Einträge des Datensatzes

= = =

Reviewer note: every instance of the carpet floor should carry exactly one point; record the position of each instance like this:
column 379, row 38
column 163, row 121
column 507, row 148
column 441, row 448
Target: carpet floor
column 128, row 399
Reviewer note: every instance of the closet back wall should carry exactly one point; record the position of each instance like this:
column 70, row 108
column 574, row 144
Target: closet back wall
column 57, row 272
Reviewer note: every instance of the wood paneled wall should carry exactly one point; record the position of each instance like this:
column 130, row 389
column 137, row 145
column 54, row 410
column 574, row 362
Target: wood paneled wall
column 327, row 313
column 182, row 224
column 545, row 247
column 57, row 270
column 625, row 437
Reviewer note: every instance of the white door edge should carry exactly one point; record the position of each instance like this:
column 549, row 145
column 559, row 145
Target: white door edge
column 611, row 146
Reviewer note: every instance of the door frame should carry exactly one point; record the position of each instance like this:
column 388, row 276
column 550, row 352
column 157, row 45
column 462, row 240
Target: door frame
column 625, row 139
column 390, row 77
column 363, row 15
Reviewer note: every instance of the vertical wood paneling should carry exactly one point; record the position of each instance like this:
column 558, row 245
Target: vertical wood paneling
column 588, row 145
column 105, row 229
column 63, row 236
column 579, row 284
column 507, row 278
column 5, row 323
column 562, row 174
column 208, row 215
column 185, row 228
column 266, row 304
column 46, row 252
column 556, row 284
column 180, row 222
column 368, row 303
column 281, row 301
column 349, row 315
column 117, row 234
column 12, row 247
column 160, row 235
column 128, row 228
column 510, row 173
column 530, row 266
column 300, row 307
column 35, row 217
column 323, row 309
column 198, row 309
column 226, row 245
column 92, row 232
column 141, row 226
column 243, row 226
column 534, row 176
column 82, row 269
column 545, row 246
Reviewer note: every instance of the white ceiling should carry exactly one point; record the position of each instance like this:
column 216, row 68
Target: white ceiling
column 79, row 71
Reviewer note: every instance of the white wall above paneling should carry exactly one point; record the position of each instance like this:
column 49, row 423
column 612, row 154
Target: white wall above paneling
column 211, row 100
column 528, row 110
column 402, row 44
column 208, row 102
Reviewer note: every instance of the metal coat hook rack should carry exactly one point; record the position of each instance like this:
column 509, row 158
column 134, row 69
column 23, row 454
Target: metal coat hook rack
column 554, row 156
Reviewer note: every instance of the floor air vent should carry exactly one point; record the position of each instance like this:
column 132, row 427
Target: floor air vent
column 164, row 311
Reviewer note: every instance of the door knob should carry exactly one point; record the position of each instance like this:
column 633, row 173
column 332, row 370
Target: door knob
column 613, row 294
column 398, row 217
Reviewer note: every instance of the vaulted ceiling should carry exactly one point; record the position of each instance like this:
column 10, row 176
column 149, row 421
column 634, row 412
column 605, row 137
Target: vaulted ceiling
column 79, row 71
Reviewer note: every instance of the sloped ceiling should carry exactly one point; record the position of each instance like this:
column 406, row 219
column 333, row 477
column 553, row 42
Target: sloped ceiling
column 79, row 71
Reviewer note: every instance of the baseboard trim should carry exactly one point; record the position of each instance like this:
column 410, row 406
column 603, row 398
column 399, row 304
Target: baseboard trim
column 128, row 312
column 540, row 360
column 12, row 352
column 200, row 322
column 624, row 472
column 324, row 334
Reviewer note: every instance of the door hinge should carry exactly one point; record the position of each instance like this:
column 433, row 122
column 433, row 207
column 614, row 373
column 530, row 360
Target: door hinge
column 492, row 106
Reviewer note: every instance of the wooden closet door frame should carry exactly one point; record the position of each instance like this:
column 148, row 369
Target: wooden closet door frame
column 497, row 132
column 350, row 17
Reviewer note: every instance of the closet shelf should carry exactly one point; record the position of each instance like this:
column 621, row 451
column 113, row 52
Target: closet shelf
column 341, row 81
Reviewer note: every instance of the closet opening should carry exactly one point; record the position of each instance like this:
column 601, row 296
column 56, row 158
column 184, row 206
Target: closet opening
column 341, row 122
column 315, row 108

= = =

Arbeitsanweisung
Schreib das gesamte Material oben Zeile für Zeile ab, ohne etwas daran zu ändern.

Schriftliche Lösung
Reviewer note: every instance of the carpet floor should carry exactly one point; record the position of each instance like this:
column 379, row 38
column 163, row 121
column 507, row 148
column 441, row 448
Target: carpet floor
column 128, row 399
Reviewer note: every instance of the closet back wall should carry exactly one point; record the position of each instance like this:
column 70, row 108
column 574, row 144
Target: closet back wall
column 57, row 272
Reviewer note: every instance of the wood paneled wall should carry exactly one point; record the position of each instance like this:
column 130, row 389
column 137, row 145
column 54, row 410
column 574, row 362
Target: wood paneled wall
column 327, row 313
column 182, row 224
column 545, row 247
column 57, row 270
column 625, row 437
Reviewer note: every instance of the white door edge should carry exactly one point; record the position of each instance like this:
column 549, row 145
column 559, row 145
Target: white door edge
column 611, row 146
Reviewer note: every instance of the door frame should carry exactly one point; record the position of each instance like this:
column 388, row 276
column 550, row 352
column 157, row 45
column 462, row 240
Target: door frame
column 625, row 139
column 390, row 77
column 363, row 15
Reviewer note: every instance of the vertical wood paneling should carry exactly one point; record the position of each instance like this:
column 558, row 245
Target: vertical wood paneling
column 588, row 145
column 105, row 229
column 63, row 236
column 579, row 284
column 507, row 278
column 5, row 323
column 562, row 174
column 208, row 215
column 185, row 228
column 266, row 304
column 46, row 252
column 556, row 284
column 180, row 222
column 368, row 303
column 281, row 301
column 349, row 315
column 117, row 234
column 12, row 247
column 160, row 235
column 128, row 228
column 510, row 173
column 530, row 266
column 300, row 307
column 35, row 217
column 323, row 309
column 198, row 309
column 226, row 245
column 92, row 232
column 141, row 226
column 243, row 226
column 534, row 176
column 82, row 269
column 545, row 246
Reviewer note: every instance of the white ceiling should carry exactly one point; record the position of each instance like this:
column 216, row 68
Target: white ceiling
column 79, row 71
Reviewer note: every instance of the white wall above paneling should carry exactly one point; record the position of each instance like this:
column 49, row 423
column 612, row 154
Target: white wall above paneling
column 211, row 100
column 528, row 110
column 402, row 44
column 208, row 102
Reviewer note: every instance of the metal coat hook rack should carry exactly one point; record the position of each instance like this:
column 509, row 158
column 134, row 69
column 23, row 454
Target: metal coat hook rack
column 554, row 156
Reviewer note: every instance of the floor air vent should carry exactly one point; record the position of each instance like this:
column 132, row 427
Target: floor air vent
column 164, row 311
Reviewer note: every instance of the door knob should carry exactly one point; record the position of each instance like this:
column 633, row 173
column 332, row 370
Target: door knob
column 613, row 294
column 398, row 217
Reviewer note: every instance of the vaulted ceiling should carry exactly one point; record the position of each instance like this:
column 10, row 176
column 149, row 421
column 634, row 412
column 605, row 137
Target: vaulted ceiling
column 79, row 71
Reviewer note: every instance of the sloped ceiling should carry exactly one point; record the position of each instance like this:
column 406, row 219
column 333, row 477
column 553, row 42
Target: sloped ceiling
column 79, row 71
Reviewer note: every instance of the baseboard trim should carry exactly one point; record the position of each instance like this:
column 410, row 406
column 603, row 398
column 399, row 304
Target: baseboard trim
column 128, row 312
column 540, row 360
column 12, row 352
column 200, row 322
column 624, row 472
column 324, row 334
Reviewer note: every instance of the door hinge should carry exactly one point; record the position of each instance like this:
column 433, row 122
column 433, row 207
column 614, row 373
column 530, row 360
Target: door hinge
column 492, row 106
Reviewer note: every instance of the wooden closet door frame should carry exactly one point; record the position of each instance like this:
column 148, row 369
Target: wooden closet door frame
column 497, row 132
column 350, row 17
Reviewer note: every instance of the closet shelf should carry exactly one point; record the position of each instance like this:
column 621, row 451
column 113, row 52
Target: closet shelf
column 341, row 81
Reviewer note: every instance of the closet opening should carry exactly one point; record the position of each instance like this:
column 601, row 296
column 56, row 158
column 184, row 206
Target: closet opening
column 341, row 122
column 315, row 108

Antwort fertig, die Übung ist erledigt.